**The exercise:** Please copy the records below word for word, from the line that contains "Consider the photo above. For every instance of the yellow" through the final line of the records, both ends included.
··· Input
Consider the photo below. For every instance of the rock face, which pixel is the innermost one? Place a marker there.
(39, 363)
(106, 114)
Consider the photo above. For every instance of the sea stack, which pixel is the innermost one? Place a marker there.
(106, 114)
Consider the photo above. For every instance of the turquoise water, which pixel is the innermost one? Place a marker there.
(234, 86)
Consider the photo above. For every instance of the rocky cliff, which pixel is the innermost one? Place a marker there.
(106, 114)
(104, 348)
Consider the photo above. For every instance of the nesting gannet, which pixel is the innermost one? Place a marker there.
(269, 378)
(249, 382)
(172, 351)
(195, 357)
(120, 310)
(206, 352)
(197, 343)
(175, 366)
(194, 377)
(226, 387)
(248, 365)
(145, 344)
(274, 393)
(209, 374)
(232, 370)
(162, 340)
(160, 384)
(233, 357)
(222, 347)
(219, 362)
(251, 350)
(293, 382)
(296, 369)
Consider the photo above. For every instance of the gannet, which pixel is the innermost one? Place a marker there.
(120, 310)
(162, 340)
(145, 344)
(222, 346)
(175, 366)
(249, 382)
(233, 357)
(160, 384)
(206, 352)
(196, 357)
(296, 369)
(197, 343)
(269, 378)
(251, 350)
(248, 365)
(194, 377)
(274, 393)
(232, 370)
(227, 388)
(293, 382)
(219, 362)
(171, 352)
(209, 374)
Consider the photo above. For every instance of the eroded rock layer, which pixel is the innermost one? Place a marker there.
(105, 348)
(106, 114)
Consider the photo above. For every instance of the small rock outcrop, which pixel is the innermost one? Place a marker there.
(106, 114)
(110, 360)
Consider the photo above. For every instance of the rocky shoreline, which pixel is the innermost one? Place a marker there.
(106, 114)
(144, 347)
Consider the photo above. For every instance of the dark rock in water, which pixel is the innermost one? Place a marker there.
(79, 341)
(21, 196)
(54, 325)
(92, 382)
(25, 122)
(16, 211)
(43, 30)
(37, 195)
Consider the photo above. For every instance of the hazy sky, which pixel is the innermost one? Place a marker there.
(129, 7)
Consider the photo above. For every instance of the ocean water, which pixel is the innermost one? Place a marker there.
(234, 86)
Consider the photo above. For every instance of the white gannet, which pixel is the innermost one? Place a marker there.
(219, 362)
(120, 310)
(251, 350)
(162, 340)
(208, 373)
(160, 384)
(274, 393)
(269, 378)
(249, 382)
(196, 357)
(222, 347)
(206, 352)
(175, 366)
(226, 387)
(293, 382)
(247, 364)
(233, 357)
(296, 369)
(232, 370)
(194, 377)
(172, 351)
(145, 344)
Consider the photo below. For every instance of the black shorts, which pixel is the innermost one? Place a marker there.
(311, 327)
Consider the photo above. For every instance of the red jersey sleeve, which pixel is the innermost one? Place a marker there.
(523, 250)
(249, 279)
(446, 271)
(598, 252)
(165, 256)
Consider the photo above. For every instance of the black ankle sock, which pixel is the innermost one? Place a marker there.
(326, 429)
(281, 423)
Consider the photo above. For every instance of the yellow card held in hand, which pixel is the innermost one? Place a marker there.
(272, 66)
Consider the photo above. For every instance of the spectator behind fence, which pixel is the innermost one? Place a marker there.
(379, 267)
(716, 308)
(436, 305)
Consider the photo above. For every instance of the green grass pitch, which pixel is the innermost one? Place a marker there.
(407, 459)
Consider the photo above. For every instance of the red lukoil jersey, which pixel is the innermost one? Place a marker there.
······
**Task output:**
Consider the photo above. For every instance of the yellow card held in hand, which pixel is the innermost one? Place a marker there.
(272, 66)
Consider the photo above. For every instance of the spectator behind fence, which pixel is the innermost one? Place a marker there.
(379, 267)
(716, 308)
(436, 305)
Consider the photo above. For every instance of the green grass pitch, which pixel is the innermost one? Place a marker there.
(407, 459)
Consider the photo above. For every instance of the red lukoil jersey, which pixel is the innermost one? Place a marker there.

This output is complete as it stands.